Passage provided:
******

Imagine how many volumes necessary for WILD WEST WEEKLY...
I don't recall (and haven't read it) if A REQUIEM FOR ASTOUNDING did a similar taxonomy on the early decades of ANALOG...
Breathes there a reader who would be consistently interested in all the conten in all the forms that the US ARGOSY took? Possibly. (I would be Very Mildly Interested in all of it...but can think of other magazines that I'd prefer to devote my time thus to, if I was to take on such a project...leaving aside those that were good and short-run.)
Sweet! Thanks for the heads-up.
Tackling ARGOSY or WILD WEST WEEKLY in similar fashion would be monumental undertakings, all right. I'd have some interest in both. I think it would require teams of readers and reviewers.
I'd love to see similar tomes for Hitchcock, Queen, and Shayne as well. I've started an annotated Hitchcock book on the first twenty years but as you say, James, it's a project designed for more than one reviewer. 240 or so issues is going to take me quite a while amidst my other projects. Stark House and Jeff Vorzimmer happened to catch me in the middle of writing that book on Manhunt. About 25% of the book was written by April 2020 (when Jeff contacted me) but then the deadline forced me to read the remaining 80+ issues in just six months. Thank goodness Jeff was in charge of the index and introductions as that's not really my cup of tea. And thanks, James, for getting the word out everywhere.

******

Dataset excerpts:
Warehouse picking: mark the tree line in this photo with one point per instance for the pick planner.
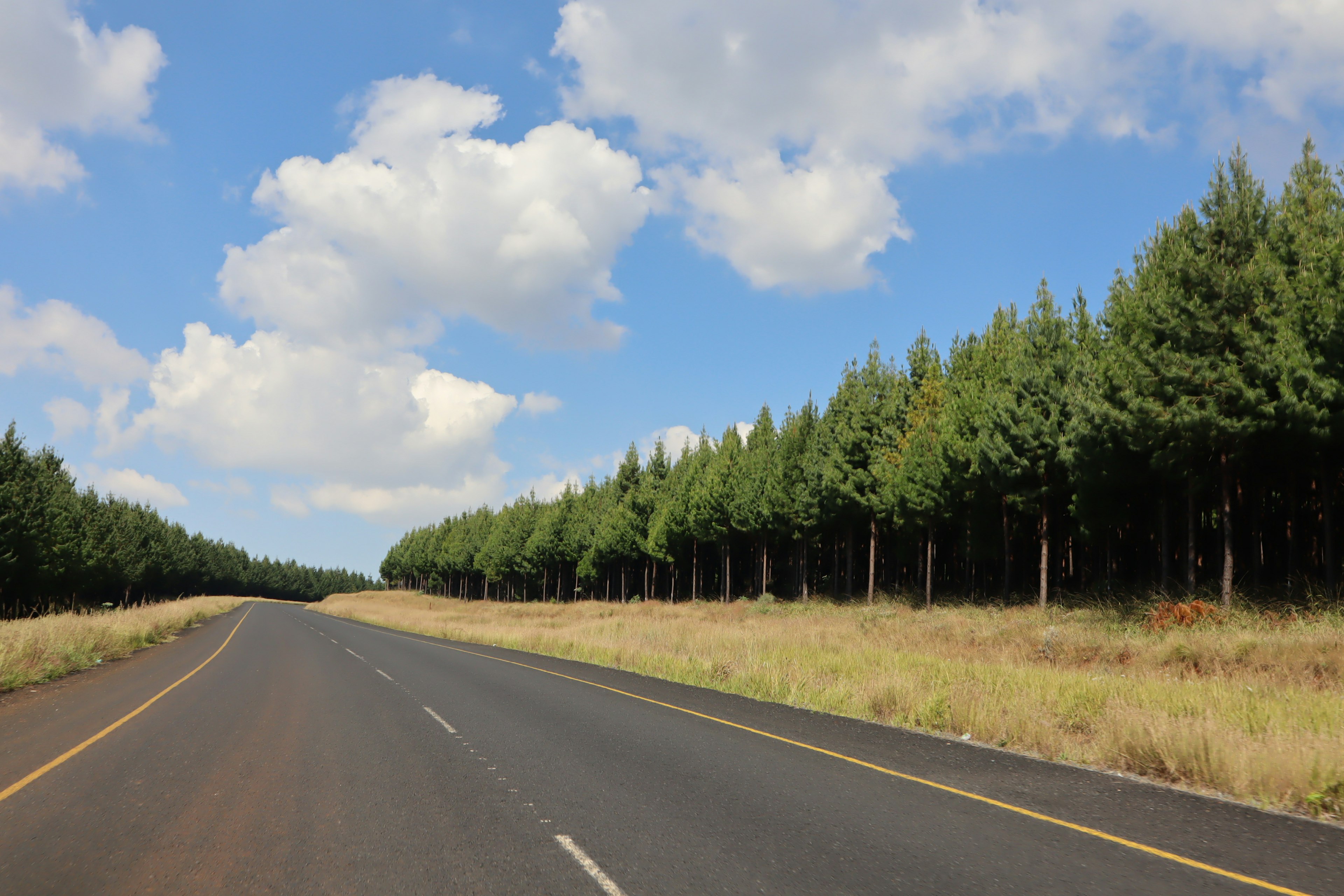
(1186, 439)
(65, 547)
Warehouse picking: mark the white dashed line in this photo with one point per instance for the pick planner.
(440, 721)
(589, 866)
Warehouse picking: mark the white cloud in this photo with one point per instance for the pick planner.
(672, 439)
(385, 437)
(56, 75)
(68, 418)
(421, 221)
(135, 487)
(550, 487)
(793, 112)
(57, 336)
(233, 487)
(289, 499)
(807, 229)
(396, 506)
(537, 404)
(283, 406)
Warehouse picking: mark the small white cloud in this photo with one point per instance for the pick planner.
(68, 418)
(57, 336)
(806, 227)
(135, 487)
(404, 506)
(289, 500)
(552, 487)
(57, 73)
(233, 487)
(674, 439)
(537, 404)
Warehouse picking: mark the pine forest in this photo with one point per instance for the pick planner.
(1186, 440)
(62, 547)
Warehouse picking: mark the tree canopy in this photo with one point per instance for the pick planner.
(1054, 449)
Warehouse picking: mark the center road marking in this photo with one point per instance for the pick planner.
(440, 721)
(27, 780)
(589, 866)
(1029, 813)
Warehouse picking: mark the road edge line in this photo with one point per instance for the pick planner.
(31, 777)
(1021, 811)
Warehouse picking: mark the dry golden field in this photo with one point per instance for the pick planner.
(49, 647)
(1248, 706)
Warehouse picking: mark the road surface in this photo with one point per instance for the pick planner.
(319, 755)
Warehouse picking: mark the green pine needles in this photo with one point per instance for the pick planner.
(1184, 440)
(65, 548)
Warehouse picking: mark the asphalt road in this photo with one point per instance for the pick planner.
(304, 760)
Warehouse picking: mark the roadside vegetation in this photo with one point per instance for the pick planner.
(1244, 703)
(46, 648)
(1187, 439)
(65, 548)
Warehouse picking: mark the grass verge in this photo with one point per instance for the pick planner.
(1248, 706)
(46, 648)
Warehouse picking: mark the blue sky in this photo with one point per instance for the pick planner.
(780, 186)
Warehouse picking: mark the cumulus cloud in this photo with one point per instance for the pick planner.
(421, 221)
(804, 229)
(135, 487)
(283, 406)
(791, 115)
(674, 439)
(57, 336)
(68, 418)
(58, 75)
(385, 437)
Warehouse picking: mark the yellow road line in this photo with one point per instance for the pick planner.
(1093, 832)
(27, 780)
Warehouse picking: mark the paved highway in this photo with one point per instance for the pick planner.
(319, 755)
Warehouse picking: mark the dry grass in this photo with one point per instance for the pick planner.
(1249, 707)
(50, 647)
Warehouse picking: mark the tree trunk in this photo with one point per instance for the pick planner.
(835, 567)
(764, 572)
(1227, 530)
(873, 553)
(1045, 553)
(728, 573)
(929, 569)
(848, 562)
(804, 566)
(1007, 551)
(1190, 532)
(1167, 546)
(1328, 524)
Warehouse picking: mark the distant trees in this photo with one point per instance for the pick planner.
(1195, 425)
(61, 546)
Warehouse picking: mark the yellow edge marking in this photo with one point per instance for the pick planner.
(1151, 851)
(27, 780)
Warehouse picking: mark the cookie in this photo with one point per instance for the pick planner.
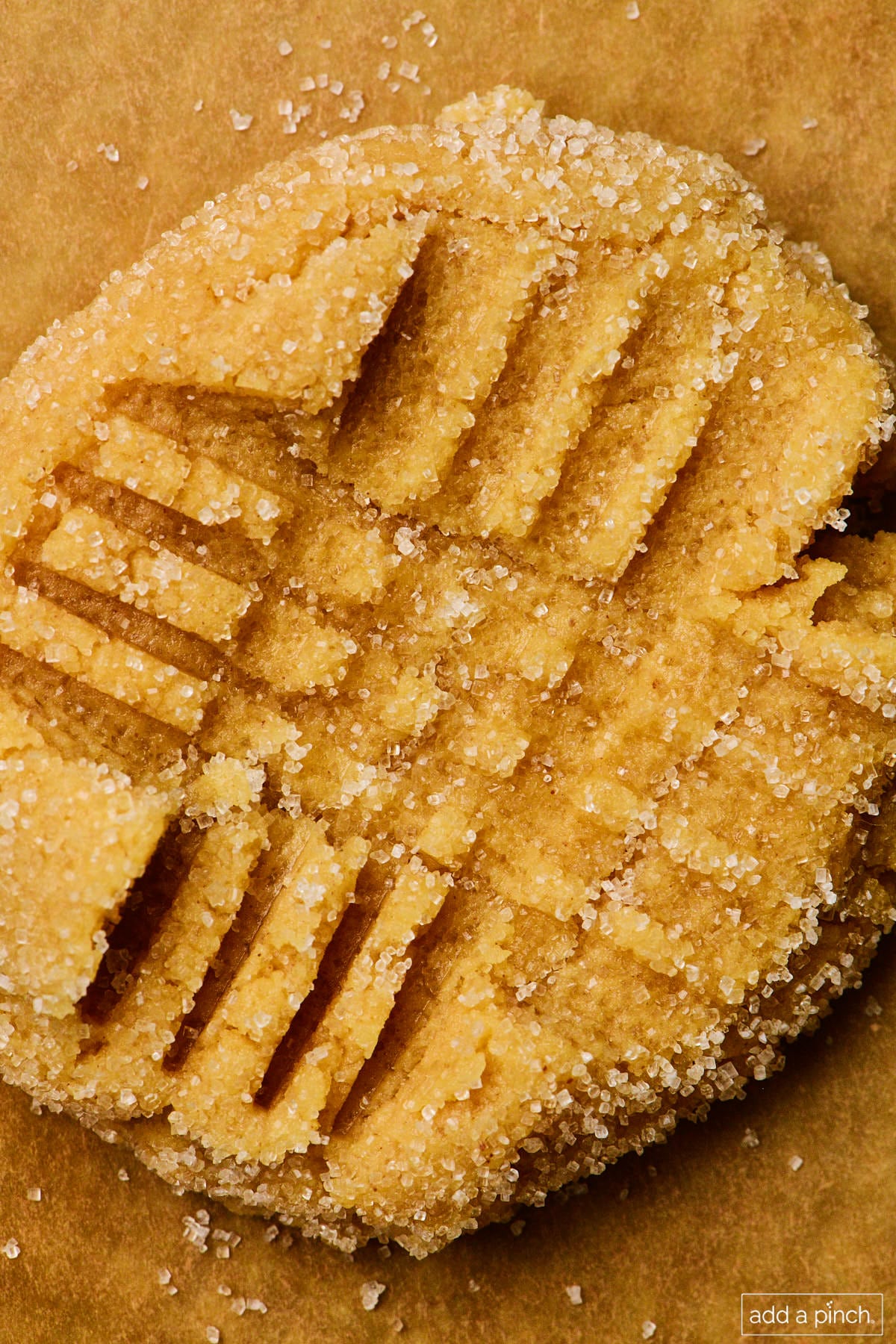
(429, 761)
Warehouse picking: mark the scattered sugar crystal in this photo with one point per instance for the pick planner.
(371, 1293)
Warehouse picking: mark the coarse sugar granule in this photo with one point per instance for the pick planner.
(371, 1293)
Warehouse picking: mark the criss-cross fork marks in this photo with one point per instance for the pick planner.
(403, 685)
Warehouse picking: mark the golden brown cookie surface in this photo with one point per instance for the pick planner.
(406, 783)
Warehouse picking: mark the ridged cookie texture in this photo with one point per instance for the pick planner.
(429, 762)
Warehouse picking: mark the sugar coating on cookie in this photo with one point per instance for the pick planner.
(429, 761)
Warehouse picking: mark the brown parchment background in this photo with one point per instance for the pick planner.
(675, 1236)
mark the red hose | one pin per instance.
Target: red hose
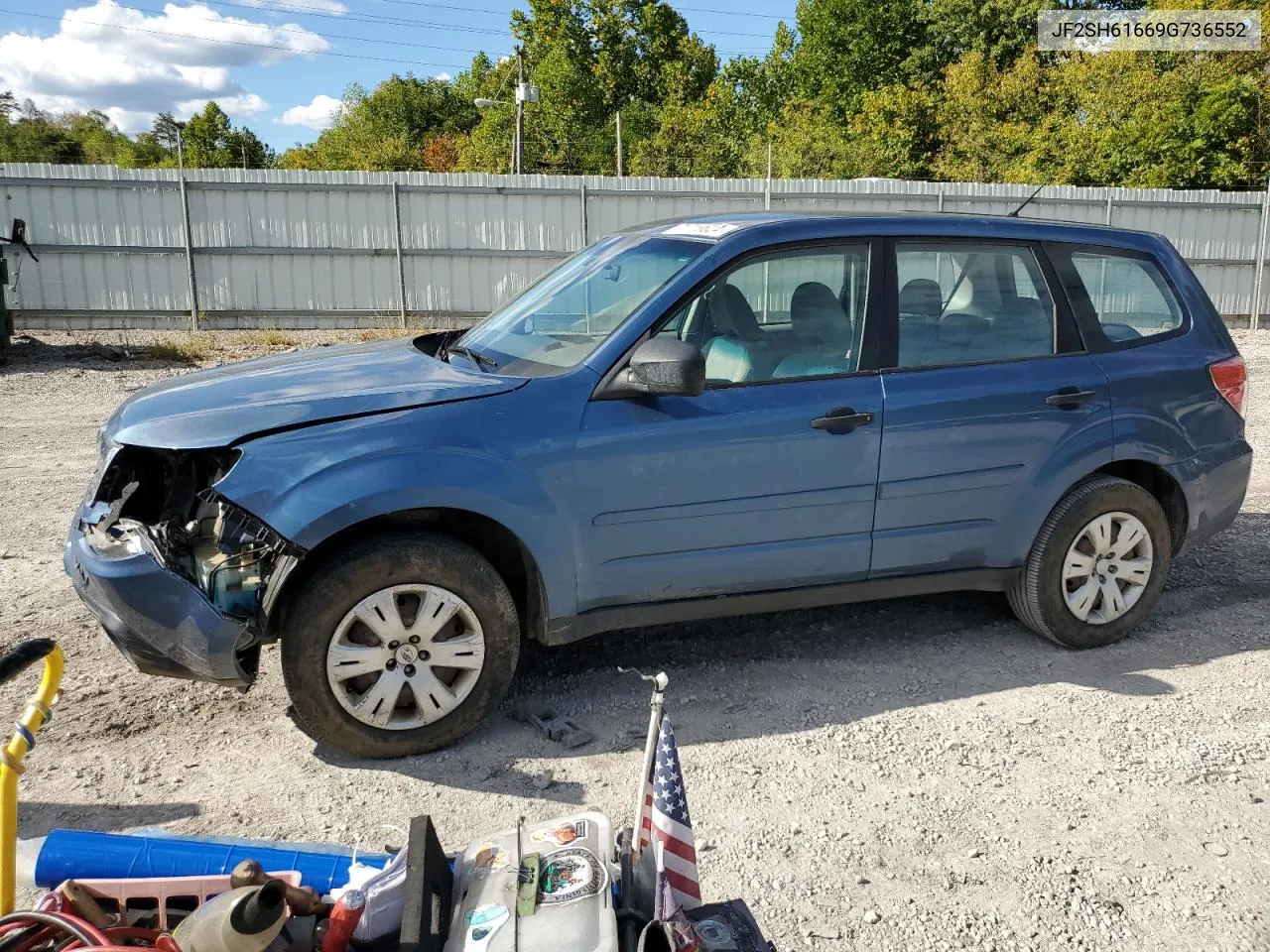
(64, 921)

******

Written task A: In the comment thread about magazine guides, how much of the Manhunt book had been written by April 2020?
Written task B: Write the next comment in the comment thread about magazine guides, following on from the last one.

Reply A: About 25% of it.

Reply B:
Peter Enfantino is the world's biggest expert on Manhunt and I'm eagerly awaiting this book since I think Manhunt is the best hard boiled crime fiction digest magazine. Now we need a big collection and a big companion on the Manhunt imitators! They published some good fiction every now and then as I'm finding out while reading Robert Silverberg's Rough Trade, a collection of his stories for Guilty and Trapped.